Information given —

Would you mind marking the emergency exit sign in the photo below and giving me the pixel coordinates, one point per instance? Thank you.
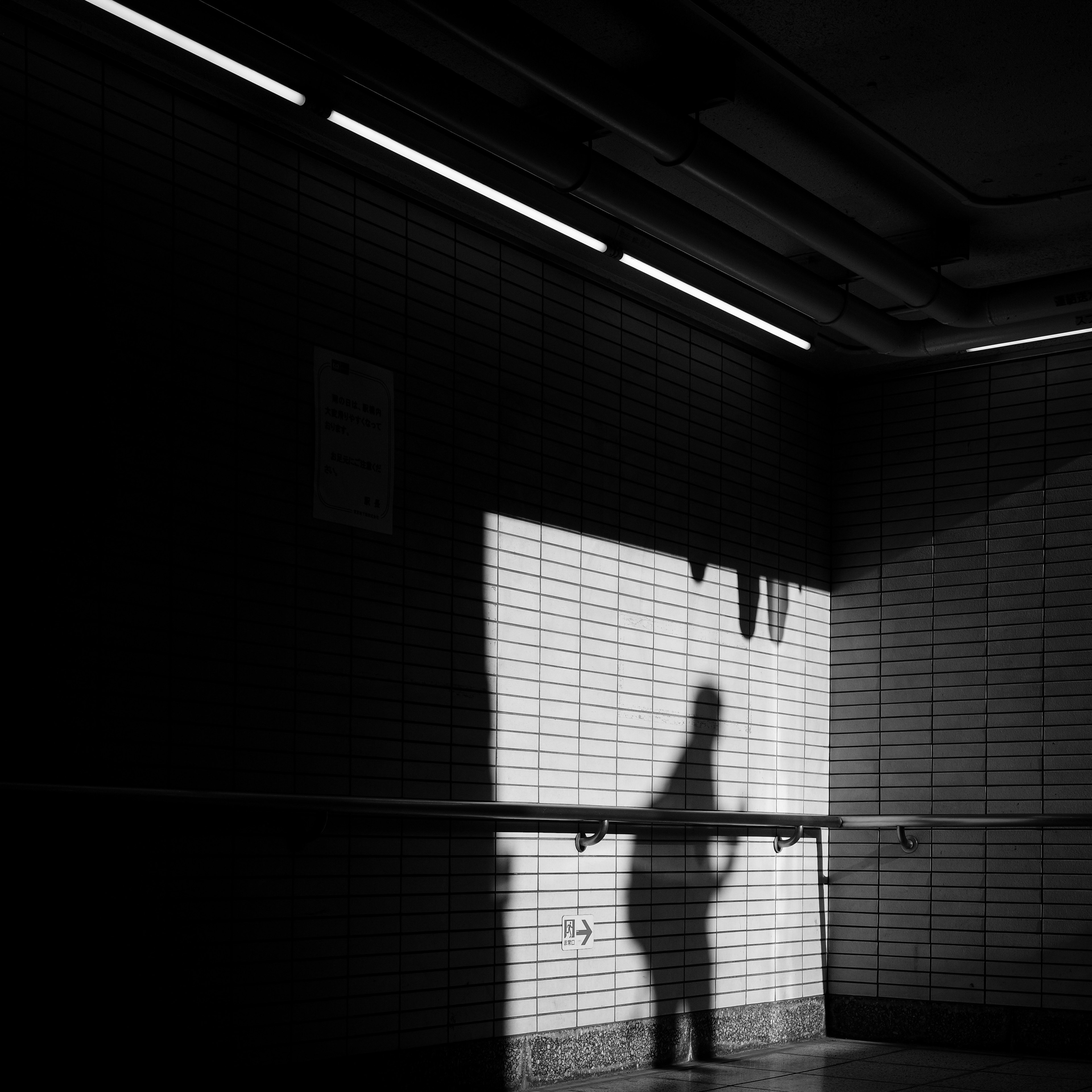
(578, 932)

...

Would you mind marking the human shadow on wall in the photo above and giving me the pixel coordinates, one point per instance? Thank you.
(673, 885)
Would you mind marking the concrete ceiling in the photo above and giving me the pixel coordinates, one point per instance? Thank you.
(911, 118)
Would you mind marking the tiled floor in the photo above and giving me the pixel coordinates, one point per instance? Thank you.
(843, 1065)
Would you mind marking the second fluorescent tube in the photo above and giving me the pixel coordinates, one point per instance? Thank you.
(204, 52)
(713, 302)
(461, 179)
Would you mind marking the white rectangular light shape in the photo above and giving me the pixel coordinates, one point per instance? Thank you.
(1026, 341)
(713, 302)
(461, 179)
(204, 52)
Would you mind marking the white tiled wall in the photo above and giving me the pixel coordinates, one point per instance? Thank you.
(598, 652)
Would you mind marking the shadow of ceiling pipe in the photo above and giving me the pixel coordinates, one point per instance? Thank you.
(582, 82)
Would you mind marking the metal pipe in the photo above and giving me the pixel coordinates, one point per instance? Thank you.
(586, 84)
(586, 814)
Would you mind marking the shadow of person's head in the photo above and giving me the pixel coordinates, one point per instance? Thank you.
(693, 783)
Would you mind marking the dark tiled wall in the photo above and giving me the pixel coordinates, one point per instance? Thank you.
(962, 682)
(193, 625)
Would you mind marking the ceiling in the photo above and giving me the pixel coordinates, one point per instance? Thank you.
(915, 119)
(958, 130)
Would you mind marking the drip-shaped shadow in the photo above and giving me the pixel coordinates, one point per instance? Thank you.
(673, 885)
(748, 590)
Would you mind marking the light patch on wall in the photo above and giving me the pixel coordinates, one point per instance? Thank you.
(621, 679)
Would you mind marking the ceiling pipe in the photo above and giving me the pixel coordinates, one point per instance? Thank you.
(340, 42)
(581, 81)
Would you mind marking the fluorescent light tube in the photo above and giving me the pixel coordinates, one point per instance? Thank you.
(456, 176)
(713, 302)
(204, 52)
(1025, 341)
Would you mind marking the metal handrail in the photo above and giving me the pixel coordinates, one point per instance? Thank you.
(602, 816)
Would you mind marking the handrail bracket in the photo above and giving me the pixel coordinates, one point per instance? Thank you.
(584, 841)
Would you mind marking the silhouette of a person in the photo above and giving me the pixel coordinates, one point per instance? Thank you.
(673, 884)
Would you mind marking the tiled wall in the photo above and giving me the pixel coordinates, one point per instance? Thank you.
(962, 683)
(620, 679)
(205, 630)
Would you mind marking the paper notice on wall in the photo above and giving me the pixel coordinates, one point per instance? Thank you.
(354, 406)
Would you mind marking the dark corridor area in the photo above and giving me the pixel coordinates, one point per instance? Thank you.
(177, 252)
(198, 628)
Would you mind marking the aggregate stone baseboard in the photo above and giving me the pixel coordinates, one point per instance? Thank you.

...

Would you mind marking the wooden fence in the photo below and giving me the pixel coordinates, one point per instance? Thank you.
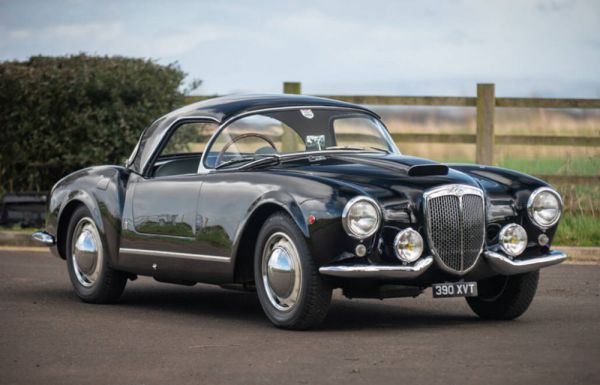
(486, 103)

Task directions — From the material above, copy out the lines from the one containing "Would you mind marking the ceiling pipe" through the one containing "(1025, 341)", keeping both of those lines and changing nothing.

Task solution —
Would you mind marking the ceiling pipe in the photo above and giving me the pixel coordinates, one point per instance? Thank you.
(340, 42)
(581, 81)
Would you mind marking the fluorescent light tube in the photo above and giving me the pixel coordinates, one point per instance? Thank you.
(456, 176)
(713, 302)
(204, 52)
(1025, 341)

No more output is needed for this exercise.